Vivakor: Dead Cat Bounce Potential? Or Just Dead?
2025 was not a kind year for Vivakor, Inc. (VIVK) shareholders. Particularly those retail shareholders who did some dumpster diving in the last couple of weeks and are already staring at a loss of around 90%. The stock got suddenly delisted from the NASDAQ last Friday, resulting in a 65% drop to just over $0.01 on over 100 million shares traded. This is usually a prime spot for me to try to pick up some shares on a dead cat bounce. I love a good recently delisted or bankruptcy bounce play.
The first roadblock to a successful dead cat bounce trade here is the volume. It was over 122 million on Friday and sold off throughout the day. Usually getting kicked to the pink sheets results in a stock’s volume getting deflated as much as the stock price. This wasn’t the case for VIVK. I find that a good dead cat bounce candidate tanks on LOW volume, not high volume. Brokers disallow buys from retail but allow them to sell, creating a temporary supply-demand imbalance that corrects itself in the following days. Too many buyers exist at this level for this to be an easy 2-10x return here. So this is strike one.
The second strike is that the fundamentals are a pure mess. Look at the last set of financials. The working capital deficit is nearly $70 million and the operating loss was $9 million last quarter. The company is effectively insolvent. It has been making headway in paying down some debt, but that has come at the cost of substantial dilution with the share count growing from 48 million to 174 million in just one quarter.
Strike three comes with the recent proxy statement and subsequent approval of all proposals at the special meeting held last week. The proxy statement outlines the mess of toxic and convertible financings that took place to try to clean up the balance sheet that led to the ballooning share count. I’m not going to get into it all, I’ll just summarize it by saying it’s bad for shareholders. But the approved proposals tell you where the stock price is really headed in the not-too-distant future. First, a reverse split between 1-for-30 and 1-for-200 will take place some time on or before March 15, 2026. This is par for the course as the company tries to get its shares relisted on the NASDAQ. However, in addition to the reverse split, the authorized share count will increase from 200 million to 500 million. The company made it very clear as outlined in this chart below that the reverse split will NOT reduce the amount of authorized shares:
So should the company enact a 1-for-200 reverse split, there will be about a million shares outstanding and 500 million authorized shares, leaving 499 million shares to be issued. For anyone who is familiar with the shenanigans of listings like ADTX or MULN (now BINI), you know what can happen to a stock price when a company is given this much of a blank check to issue shares. It could still bounce like any other stock could, but I don’t like the odds of a sustained run while I do like the odds of a massive tank and more dilution once the reverse split is enacted.
I am watching this train wreck from the sidelines in the off chance that I might lay down some lottery ticket money before the reverse split takes place.
Disclosure: No position on VIVK. I may consider a small purchase for a swing trade at some point in time, but I don’t consider it likely.

Task brief: Write out the stretch of the Vivakor article from "I am watching" through "split takes place.", word for word.

Material supplied:
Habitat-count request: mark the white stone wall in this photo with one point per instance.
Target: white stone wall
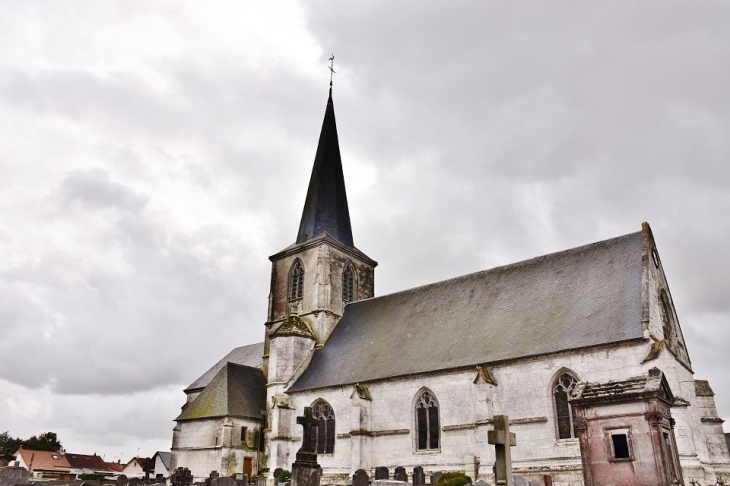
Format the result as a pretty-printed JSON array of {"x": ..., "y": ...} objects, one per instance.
[
  {"x": 214, "y": 444},
  {"x": 524, "y": 392}
]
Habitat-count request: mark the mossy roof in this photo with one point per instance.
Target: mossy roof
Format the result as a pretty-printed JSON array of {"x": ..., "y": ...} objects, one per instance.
[
  {"x": 235, "y": 391},
  {"x": 249, "y": 355},
  {"x": 582, "y": 297}
]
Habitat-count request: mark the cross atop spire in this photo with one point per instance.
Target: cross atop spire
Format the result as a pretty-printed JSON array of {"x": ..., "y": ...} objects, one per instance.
[
  {"x": 332, "y": 68},
  {"x": 325, "y": 209}
]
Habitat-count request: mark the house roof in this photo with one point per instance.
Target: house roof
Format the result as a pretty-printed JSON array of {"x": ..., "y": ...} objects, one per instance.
[
  {"x": 84, "y": 461},
  {"x": 325, "y": 208},
  {"x": 250, "y": 355},
  {"x": 114, "y": 466},
  {"x": 235, "y": 391},
  {"x": 582, "y": 297},
  {"x": 43, "y": 460}
]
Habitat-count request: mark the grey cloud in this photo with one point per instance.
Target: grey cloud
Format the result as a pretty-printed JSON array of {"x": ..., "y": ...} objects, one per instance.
[{"x": 95, "y": 189}]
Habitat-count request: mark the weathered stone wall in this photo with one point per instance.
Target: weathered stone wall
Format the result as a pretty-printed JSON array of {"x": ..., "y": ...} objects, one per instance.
[
  {"x": 214, "y": 445},
  {"x": 524, "y": 392}
]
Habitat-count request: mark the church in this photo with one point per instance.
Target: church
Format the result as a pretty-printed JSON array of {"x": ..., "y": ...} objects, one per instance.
[{"x": 581, "y": 349}]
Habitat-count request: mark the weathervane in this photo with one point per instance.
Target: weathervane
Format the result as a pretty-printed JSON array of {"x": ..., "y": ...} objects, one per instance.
[{"x": 332, "y": 69}]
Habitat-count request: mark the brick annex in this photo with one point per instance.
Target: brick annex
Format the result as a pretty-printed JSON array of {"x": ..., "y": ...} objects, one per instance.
[{"x": 582, "y": 349}]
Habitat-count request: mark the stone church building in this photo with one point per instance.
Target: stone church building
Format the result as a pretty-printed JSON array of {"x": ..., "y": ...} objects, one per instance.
[{"x": 582, "y": 349}]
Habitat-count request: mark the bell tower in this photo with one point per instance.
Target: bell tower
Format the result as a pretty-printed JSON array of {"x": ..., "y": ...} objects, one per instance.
[{"x": 314, "y": 278}]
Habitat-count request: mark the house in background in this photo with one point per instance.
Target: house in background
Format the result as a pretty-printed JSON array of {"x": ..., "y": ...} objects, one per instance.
[
  {"x": 160, "y": 465},
  {"x": 45, "y": 464},
  {"x": 85, "y": 464},
  {"x": 137, "y": 468}
]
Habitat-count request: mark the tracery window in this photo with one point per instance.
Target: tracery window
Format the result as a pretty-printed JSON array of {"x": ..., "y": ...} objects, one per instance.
[
  {"x": 296, "y": 280},
  {"x": 564, "y": 413},
  {"x": 348, "y": 284},
  {"x": 323, "y": 434},
  {"x": 427, "y": 422}
]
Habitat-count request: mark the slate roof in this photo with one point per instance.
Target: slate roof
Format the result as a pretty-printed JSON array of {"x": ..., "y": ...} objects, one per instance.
[
  {"x": 325, "y": 208},
  {"x": 250, "y": 355},
  {"x": 83, "y": 461},
  {"x": 235, "y": 391},
  {"x": 44, "y": 460},
  {"x": 164, "y": 457},
  {"x": 582, "y": 297}
]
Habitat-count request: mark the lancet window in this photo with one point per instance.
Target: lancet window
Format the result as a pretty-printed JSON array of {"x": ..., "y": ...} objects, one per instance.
[
  {"x": 427, "y": 422},
  {"x": 296, "y": 280},
  {"x": 564, "y": 412},
  {"x": 323, "y": 434},
  {"x": 348, "y": 283}
]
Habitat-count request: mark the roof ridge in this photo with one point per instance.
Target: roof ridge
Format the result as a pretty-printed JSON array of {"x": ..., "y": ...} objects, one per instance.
[{"x": 520, "y": 263}]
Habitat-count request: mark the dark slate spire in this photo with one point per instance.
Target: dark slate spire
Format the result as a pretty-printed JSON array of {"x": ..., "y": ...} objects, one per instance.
[{"x": 325, "y": 209}]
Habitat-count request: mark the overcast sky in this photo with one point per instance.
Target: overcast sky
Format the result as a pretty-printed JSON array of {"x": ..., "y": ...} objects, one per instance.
[{"x": 154, "y": 154}]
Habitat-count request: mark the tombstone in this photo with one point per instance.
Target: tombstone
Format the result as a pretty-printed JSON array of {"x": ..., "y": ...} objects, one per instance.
[
  {"x": 360, "y": 478},
  {"x": 14, "y": 475},
  {"x": 502, "y": 439},
  {"x": 277, "y": 474},
  {"x": 305, "y": 470},
  {"x": 419, "y": 477}
]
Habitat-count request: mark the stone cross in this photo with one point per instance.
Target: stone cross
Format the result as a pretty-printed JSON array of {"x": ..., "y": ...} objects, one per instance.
[
  {"x": 307, "y": 422},
  {"x": 502, "y": 439}
]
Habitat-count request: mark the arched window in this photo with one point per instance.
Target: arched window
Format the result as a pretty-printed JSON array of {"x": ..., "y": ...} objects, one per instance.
[
  {"x": 348, "y": 284},
  {"x": 564, "y": 413},
  {"x": 323, "y": 434},
  {"x": 296, "y": 280},
  {"x": 427, "y": 422},
  {"x": 667, "y": 322}
]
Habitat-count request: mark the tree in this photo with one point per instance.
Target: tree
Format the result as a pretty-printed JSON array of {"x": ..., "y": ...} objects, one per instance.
[{"x": 47, "y": 441}]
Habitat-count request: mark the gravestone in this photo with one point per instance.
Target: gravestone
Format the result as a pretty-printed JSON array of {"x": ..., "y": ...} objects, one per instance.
[
  {"x": 360, "y": 478},
  {"x": 502, "y": 439},
  {"x": 13, "y": 475},
  {"x": 419, "y": 477},
  {"x": 277, "y": 474},
  {"x": 305, "y": 470}
]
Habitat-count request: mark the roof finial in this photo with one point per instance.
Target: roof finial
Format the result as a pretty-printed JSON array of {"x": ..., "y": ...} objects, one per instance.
[{"x": 332, "y": 70}]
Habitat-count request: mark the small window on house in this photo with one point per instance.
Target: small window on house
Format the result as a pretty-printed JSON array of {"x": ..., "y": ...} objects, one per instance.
[
  {"x": 427, "y": 422},
  {"x": 323, "y": 434},
  {"x": 348, "y": 284},
  {"x": 564, "y": 413},
  {"x": 296, "y": 281},
  {"x": 620, "y": 444}
]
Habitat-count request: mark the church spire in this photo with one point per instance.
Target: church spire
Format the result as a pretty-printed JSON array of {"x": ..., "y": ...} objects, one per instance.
[{"x": 325, "y": 209}]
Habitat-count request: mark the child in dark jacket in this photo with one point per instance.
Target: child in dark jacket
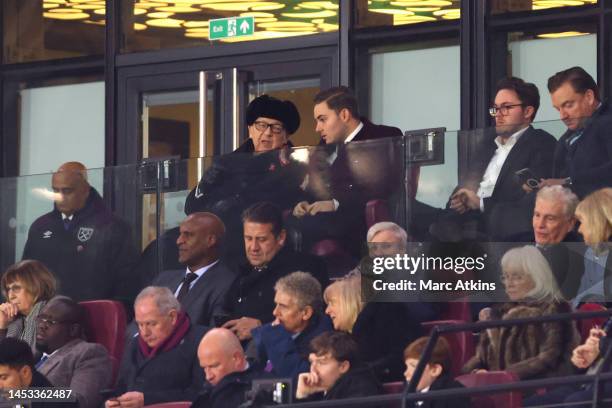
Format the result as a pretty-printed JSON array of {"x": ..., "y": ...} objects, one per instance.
[{"x": 436, "y": 375}]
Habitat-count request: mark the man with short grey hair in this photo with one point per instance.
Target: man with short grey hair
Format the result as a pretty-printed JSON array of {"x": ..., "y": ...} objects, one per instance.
[
  {"x": 282, "y": 346},
  {"x": 553, "y": 232},
  {"x": 387, "y": 239},
  {"x": 160, "y": 363}
]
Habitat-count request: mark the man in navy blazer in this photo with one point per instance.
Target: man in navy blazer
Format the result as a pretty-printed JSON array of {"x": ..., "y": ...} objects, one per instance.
[
  {"x": 583, "y": 157},
  {"x": 344, "y": 176},
  {"x": 490, "y": 193},
  {"x": 202, "y": 286}
]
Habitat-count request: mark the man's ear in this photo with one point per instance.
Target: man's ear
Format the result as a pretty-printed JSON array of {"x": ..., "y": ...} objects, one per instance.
[
  {"x": 345, "y": 366},
  {"x": 435, "y": 370},
  {"x": 308, "y": 312},
  {"x": 345, "y": 115},
  {"x": 25, "y": 373}
]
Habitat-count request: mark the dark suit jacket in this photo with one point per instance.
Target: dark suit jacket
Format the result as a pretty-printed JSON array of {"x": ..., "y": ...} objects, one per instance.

Answer for this exercise:
I am watching this train wreck from the sidelines in the off chance that I might lay down some lottery ticket money before the reverse split takes place.